**DETTAGLI ATTIVITÀ**: Riscriva come elenco numerato le righe di tutte le voci riportate di seguito, tralasciando le righe vuote.

Voci da una raccolta di etichettatura:
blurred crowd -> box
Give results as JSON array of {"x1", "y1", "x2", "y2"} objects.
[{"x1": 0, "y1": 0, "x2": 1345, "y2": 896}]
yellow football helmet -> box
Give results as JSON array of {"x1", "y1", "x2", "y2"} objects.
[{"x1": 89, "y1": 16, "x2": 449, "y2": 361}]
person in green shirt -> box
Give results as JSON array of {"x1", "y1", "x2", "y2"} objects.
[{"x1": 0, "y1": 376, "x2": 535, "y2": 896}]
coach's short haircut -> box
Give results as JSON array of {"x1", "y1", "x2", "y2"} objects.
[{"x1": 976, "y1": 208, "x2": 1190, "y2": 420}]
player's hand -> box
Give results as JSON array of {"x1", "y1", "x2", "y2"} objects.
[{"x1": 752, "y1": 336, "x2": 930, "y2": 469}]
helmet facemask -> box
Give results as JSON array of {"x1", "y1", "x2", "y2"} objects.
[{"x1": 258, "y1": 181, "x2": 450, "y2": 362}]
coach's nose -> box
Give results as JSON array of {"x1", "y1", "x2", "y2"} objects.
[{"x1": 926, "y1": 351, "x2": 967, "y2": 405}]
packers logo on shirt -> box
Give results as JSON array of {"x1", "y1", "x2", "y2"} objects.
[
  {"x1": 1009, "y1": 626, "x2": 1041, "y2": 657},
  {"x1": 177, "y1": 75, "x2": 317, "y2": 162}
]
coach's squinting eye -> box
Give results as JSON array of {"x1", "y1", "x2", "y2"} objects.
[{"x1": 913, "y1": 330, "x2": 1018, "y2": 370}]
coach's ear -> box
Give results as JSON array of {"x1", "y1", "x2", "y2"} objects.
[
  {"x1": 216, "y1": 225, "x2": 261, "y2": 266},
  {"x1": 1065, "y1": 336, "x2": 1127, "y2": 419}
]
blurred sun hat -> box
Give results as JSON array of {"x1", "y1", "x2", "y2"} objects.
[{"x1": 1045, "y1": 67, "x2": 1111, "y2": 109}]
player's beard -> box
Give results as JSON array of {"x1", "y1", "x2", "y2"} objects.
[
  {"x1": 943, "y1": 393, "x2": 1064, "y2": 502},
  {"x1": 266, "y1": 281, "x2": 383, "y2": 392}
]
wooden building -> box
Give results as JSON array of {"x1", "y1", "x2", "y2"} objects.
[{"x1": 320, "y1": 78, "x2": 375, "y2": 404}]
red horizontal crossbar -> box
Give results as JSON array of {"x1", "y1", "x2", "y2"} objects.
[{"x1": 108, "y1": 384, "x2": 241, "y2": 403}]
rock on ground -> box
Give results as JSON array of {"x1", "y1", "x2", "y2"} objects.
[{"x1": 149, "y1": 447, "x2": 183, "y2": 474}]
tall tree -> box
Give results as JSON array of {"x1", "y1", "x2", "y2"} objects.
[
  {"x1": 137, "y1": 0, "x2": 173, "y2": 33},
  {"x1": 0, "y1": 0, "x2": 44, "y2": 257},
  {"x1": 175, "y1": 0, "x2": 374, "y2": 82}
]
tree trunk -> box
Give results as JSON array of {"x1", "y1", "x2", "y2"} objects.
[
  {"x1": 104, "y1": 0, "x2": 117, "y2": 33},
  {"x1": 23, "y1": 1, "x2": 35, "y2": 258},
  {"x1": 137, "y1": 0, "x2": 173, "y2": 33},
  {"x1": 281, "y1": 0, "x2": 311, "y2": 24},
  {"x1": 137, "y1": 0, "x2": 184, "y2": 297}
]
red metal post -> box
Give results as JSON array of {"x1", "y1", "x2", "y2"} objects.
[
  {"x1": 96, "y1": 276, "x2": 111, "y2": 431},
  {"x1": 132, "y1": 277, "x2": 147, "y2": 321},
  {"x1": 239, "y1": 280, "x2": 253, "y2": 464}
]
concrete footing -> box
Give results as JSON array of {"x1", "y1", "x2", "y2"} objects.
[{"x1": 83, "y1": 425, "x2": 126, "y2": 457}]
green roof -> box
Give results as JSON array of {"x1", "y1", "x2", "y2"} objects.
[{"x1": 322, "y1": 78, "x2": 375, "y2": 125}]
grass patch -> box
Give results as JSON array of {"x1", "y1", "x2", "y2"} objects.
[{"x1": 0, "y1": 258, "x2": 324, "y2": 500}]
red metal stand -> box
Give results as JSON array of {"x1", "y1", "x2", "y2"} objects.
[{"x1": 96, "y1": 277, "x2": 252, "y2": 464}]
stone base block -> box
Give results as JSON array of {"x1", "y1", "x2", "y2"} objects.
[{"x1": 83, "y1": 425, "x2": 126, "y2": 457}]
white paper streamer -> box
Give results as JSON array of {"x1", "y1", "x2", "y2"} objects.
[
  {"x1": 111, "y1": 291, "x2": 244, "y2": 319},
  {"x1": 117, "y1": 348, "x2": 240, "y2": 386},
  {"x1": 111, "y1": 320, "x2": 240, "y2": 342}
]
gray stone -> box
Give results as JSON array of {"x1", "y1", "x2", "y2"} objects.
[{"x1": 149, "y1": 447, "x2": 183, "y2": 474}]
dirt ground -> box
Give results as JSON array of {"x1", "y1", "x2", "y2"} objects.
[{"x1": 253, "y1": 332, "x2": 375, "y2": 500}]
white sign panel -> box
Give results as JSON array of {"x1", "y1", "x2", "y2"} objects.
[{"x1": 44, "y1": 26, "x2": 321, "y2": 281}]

**RISULTATO**:
1. blurred crowd -> box
2. Give results as JSON array of {"x1", "y1", "x2", "y2"} objects.
3. [{"x1": 0, "y1": 0, "x2": 1345, "y2": 896}]
4. yellow football helmet -> box
5. Give results as JSON array of {"x1", "y1", "x2", "y2"} objects.
6. [{"x1": 89, "y1": 16, "x2": 449, "y2": 361}]
7. person in green shirt -> box
8. Give results as JSON array of {"x1", "y1", "x2", "y2"} objects.
9. [{"x1": 0, "y1": 376, "x2": 535, "y2": 896}]
10. coach's short haircut -> box
11. Give results as JSON array of {"x1", "y1", "x2", "y2"} objects.
12. [{"x1": 976, "y1": 208, "x2": 1190, "y2": 420}]
13. player's hand -> box
14. Give results as JSON array of {"x1", "y1", "x2", "y2"} objects.
15. [{"x1": 752, "y1": 336, "x2": 930, "y2": 469}]
16. helmet facemask -> box
17. Give results as JSON array of {"x1", "y1", "x2", "y2"} objects.
18. [{"x1": 258, "y1": 181, "x2": 450, "y2": 362}]
19. coach's nose -> box
20. Give results as JSON array of {"x1", "y1", "x2", "y2"} objects.
21. [{"x1": 926, "y1": 351, "x2": 967, "y2": 405}]
22. packers logo on shirt -> box
23. Give results as JSON array of {"x1", "y1", "x2", "y2"} objects.
24. [
25.   {"x1": 1009, "y1": 626, "x2": 1041, "y2": 657},
26.   {"x1": 177, "y1": 75, "x2": 317, "y2": 162}
27. ]
28. coach's squinting eye -> box
29. Give results as JSON array of {"x1", "y1", "x2", "y2"} objects.
30. [{"x1": 913, "y1": 330, "x2": 1018, "y2": 370}]
31. coach's ear -> box
32. Give results as JSON array of {"x1", "y1", "x2", "y2"} objects.
33. [
34.   {"x1": 216, "y1": 225, "x2": 261, "y2": 266},
35.   {"x1": 1065, "y1": 336, "x2": 1127, "y2": 419}
36. ]
37. blurred sun hat -> box
38. Give results as JSON array of {"x1", "y1", "x2", "y2"} objects.
39. [{"x1": 1045, "y1": 67, "x2": 1111, "y2": 109}]
40. player's beard -> box
41. Give results as JSON array of {"x1", "y1", "x2", "y2"} objects.
42. [
43.   {"x1": 943, "y1": 393, "x2": 1064, "y2": 502},
44.   {"x1": 266, "y1": 281, "x2": 383, "y2": 392}
45. ]
46. wooden building -> box
47. Give results as JSON array of {"x1", "y1", "x2", "y2"} objects.
48. [{"x1": 320, "y1": 78, "x2": 375, "y2": 404}]
49. red horizontal crossbar -> box
50. Give results as JSON array of {"x1", "y1", "x2", "y2"} objects.
51. [{"x1": 108, "y1": 384, "x2": 241, "y2": 403}]
52. rock on ground -> box
53. Give results as JSON array of {"x1", "y1", "x2", "y2"} objects.
54. [{"x1": 149, "y1": 447, "x2": 183, "y2": 474}]
55. tall tree -> box
56. Give results as JSON array of {"x1", "y1", "x2", "y2"} objects.
57. [
58.   {"x1": 137, "y1": 0, "x2": 173, "y2": 33},
59.   {"x1": 0, "y1": 0, "x2": 44, "y2": 257},
60.   {"x1": 175, "y1": 0, "x2": 374, "y2": 82}
61. ]
62. tree trunk -> box
63. Give results as JSON array of {"x1", "y1", "x2", "y2"} objects.
64. [
65.   {"x1": 104, "y1": 0, "x2": 117, "y2": 33},
66.   {"x1": 23, "y1": 1, "x2": 35, "y2": 258},
67.   {"x1": 137, "y1": 0, "x2": 173, "y2": 33},
68.   {"x1": 281, "y1": 0, "x2": 311, "y2": 24},
69.   {"x1": 137, "y1": 0, "x2": 184, "y2": 297}
70. ]
71. red metal post -> box
72. Give results as JSON array of {"x1", "y1", "x2", "y2"} objects.
73. [
74.   {"x1": 96, "y1": 276, "x2": 111, "y2": 431},
75.   {"x1": 132, "y1": 277, "x2": 147, "y2": 321},
76.   {"x1": 239, "y1": 280, "x2": 253, "y2": 464}
77. ]
78. concrete footing -> box
79. Give results as JSON array of {"x1", "y1", "x2", "y2"} objects.
80. [{"x1": 83, "y1": 425, "x2": 126, "y2": 457}]
81. green roof -> box
82. Give results as JSON array of {"x1", "y1", "x2", "y2"} objects.
83. [{"x1": 322, "y1": 78, "x2": 375, "y2": 125}]
84. grass patch -> box
85. Give results as JSON array of {"x1", "y1", "x2", "y2"} objects.
86. [{"x1": 0, "y1": 258, "x2": 324, "y2": 500}]
87. red metal stand -> box
88. Give results as JSON array of {"x1", "y1", "x2", "y2"} objects.
89. [{"x1": 96, "y1": 277, "x2": 252, "y2": 464}]
90. stone base block -> box
91. Give results as JSON array of {"x1", "y1", "x2", "y2"} objects.
92. [{"x1": 83, "y1": 425, "x2": 126, "y2": 457}]
93. white paper streamer -> box
94. Give results as JSON array of {"x1", "y1", "x2", "y2"} objects.
95. [
96.   {"x1": 111, "y1": 291, "x2": 244, "y2": 319},
97.   {"x1": 117, "y1": 348, "x2": 240, "y2": 386},
98.   {"x1": 111, "y1": 320, "x2": 240, "y2": 342}
99. ]
100. gray stone -> box
101. Give results as JSON array of {"x1", "y1", "x2", "y2"} objects.
102. [{"x1": 149, "y1": 447, "x2": 183, "y2": 474}]
103. dirt ground -> box
104. Give results as JSON array of {"x1", "y1", "x2", "y2"} objects.
105. [{"x1": 253, "y1": 332, "x2": 375, "y2": 500}]
106. white sign panel -> box
107. Give results as JSON array of {"x1", "y1", "x2", "y2"} objects.
108. [{"x1": 44, "y1": 26, "x2": 321, "y2": 281}]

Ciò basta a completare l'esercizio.